Directions for this task
Pick out every line of the material below that contains the word "crown" and copy each one. Case matters, so match capital and lowercase letters exactly.

Lines of data
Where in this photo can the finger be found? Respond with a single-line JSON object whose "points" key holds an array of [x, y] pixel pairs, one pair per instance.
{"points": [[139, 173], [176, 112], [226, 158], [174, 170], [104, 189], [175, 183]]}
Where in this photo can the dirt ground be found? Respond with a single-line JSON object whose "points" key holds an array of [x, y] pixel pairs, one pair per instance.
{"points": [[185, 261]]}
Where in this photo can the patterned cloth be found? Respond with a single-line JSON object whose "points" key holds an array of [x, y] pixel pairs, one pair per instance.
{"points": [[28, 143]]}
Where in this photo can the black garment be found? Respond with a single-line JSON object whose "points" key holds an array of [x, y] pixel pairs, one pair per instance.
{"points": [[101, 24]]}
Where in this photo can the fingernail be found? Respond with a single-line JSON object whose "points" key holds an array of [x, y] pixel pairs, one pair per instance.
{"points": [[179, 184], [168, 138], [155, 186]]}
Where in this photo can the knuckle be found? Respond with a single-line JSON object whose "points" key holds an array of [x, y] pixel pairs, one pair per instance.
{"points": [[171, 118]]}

---

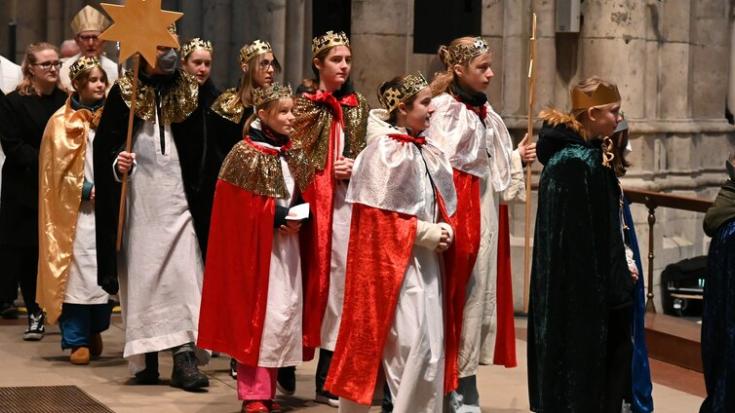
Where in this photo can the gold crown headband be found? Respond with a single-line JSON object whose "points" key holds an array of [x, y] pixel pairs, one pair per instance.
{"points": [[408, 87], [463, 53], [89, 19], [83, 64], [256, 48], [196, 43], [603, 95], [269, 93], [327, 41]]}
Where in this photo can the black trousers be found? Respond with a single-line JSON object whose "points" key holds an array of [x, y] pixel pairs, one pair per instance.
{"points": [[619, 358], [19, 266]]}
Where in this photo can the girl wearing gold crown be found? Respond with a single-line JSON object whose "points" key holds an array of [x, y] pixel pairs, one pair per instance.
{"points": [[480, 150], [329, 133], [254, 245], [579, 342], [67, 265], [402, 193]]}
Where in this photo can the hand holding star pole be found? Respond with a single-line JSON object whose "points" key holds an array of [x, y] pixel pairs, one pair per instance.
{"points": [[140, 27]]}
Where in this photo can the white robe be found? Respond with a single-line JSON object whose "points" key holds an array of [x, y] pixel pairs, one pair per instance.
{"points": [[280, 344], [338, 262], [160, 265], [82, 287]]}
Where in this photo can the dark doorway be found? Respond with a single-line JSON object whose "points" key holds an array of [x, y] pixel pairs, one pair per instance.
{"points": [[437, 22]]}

Exercise answer
Where in this photo can the gold crown headband be found? Respond with a single-line JSON object whose "points" key holds an array of [x, y] pixel pairs, one pair per instance.
Where in this photo can the girl wearing gold crown be found? Respond with a single-line JSON object whose "points" key holds an array of [x, y] pixel pairs, one pair per instance.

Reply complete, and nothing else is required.